Pointing records
____
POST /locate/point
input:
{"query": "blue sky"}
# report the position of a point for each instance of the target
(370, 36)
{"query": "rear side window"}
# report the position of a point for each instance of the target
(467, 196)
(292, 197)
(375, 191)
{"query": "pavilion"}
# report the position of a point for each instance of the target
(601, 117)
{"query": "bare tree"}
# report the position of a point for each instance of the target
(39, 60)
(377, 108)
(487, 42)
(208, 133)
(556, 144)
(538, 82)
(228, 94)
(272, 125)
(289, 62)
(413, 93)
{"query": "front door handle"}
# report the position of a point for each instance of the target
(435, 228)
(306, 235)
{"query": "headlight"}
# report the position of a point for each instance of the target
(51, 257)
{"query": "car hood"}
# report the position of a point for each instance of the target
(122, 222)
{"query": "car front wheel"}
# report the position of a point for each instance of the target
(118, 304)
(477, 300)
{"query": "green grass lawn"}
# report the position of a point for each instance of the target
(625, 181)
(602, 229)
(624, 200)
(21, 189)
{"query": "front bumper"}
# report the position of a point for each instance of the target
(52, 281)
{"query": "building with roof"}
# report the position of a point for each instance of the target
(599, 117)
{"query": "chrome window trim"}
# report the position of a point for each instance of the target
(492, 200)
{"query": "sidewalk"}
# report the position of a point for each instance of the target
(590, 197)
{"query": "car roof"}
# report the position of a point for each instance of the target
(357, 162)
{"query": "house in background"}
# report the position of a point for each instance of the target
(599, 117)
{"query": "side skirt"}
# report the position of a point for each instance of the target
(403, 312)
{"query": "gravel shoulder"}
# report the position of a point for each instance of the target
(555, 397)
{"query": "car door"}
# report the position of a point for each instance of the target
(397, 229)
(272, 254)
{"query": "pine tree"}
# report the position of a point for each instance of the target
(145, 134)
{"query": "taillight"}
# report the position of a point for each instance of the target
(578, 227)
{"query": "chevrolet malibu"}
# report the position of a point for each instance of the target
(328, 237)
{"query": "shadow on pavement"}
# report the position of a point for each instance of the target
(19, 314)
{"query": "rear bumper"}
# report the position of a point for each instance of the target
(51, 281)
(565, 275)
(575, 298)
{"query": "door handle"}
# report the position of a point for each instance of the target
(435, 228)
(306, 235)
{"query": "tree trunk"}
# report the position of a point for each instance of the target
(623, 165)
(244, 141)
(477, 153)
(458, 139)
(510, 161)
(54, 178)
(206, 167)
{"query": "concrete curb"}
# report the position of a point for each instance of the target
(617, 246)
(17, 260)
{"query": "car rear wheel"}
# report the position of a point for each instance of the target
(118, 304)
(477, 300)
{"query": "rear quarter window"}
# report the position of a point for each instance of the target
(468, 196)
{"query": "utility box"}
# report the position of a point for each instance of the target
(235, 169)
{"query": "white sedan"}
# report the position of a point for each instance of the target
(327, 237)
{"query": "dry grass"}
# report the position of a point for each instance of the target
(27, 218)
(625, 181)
____
Direction — Pull out every line of the rows above that contains the word "front", copying each one in full. Treat case as significant.

Exercise answer —
{"query": "front door handle"}
{"query": "car front wheel"}
{"query": "front bumper"}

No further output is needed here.